- EXERCISE DETAILS -
Restate the data below word for word. Skip any images it contains.

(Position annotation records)

┌──

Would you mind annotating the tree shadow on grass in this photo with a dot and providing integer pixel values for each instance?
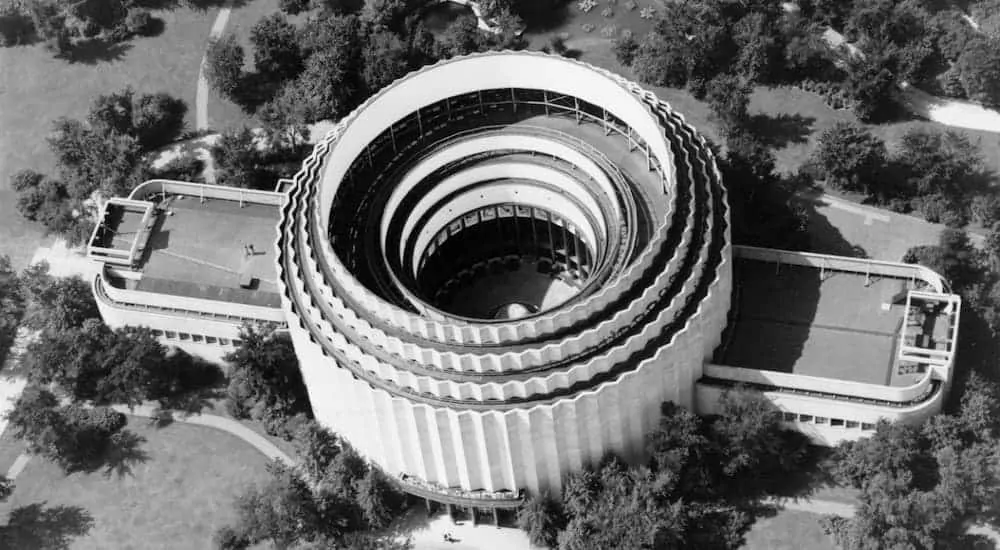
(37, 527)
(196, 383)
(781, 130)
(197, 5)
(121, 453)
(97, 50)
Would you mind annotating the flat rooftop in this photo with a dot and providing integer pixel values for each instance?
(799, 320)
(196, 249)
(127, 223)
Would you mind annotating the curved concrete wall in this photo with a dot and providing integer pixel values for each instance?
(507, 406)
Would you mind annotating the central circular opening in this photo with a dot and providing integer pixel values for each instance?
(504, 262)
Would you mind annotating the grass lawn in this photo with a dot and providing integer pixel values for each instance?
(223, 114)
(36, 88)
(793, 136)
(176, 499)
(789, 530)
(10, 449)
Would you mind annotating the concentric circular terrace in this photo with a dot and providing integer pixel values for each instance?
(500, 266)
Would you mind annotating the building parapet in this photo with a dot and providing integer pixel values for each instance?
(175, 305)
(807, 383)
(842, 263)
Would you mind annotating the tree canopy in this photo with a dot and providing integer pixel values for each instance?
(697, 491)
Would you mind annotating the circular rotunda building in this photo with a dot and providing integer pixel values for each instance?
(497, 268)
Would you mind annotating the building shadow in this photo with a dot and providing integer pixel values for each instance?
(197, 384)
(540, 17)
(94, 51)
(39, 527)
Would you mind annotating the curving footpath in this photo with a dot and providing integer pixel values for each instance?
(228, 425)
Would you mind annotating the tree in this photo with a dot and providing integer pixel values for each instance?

└──

- EXERCISE SOLUTION -
Would you mind annotating the tree shadow on grass in this photo with a dot and providing integer pixel values for each instance?
(37, 527)
(196, 383)
(781, 130)
(197, 5)
(121, 453)
(97, 50)
Would you mind annotating the flat rooftop in this photo with a dot and providing integer pixel values for each instance?
(799, 320)
(196, 249)
(127, 223)
Would you mind annotating the curved concrete wall in this photo with a dot and providing integer pixel values for each instance?
(507, 406)
Would you mind annotating the central circular opening in this photo with a dot and providing integer pixel values for each instance?
(504, 262)
Would you mind annotating the grass lawn in this photo with a dot and providing integer pixel values for each instance?
(223, 114)
(36, 88)
(793, 136)
(176, 499)
(789, 530)
(10, 449)
Would you mind annotating the concentric circular terrace in this photo with a dot and providing integer pixel values for each instance?
(500, 266)
Would you mind annotating the building parapet in this photo with a dot and providing integer pixel values for each instance?
(175, 305)
(807, 383)
(842, 263)
Would you mind annotating the tree canopy in this photo with a dot and providing integer pixel values for each instance?
(697, 491)
Would you mind annotating the circular rotunda building in this photo with a dot and providing integer pixel values for each instance?
(497, 268)
Would you mind annotating the building shadow in this photo with a dot and providing integer pixel values for each instance?
(197, 384)
(540, 17)
(94, 51)
(39, 527)
Would you mind annotating the curving footpath in this photo with a dot and providing integer pixel values for each instance?
(228, 425)
Would you mind annotating the tree in this photo with a dot and providing integer pixel values for each instance?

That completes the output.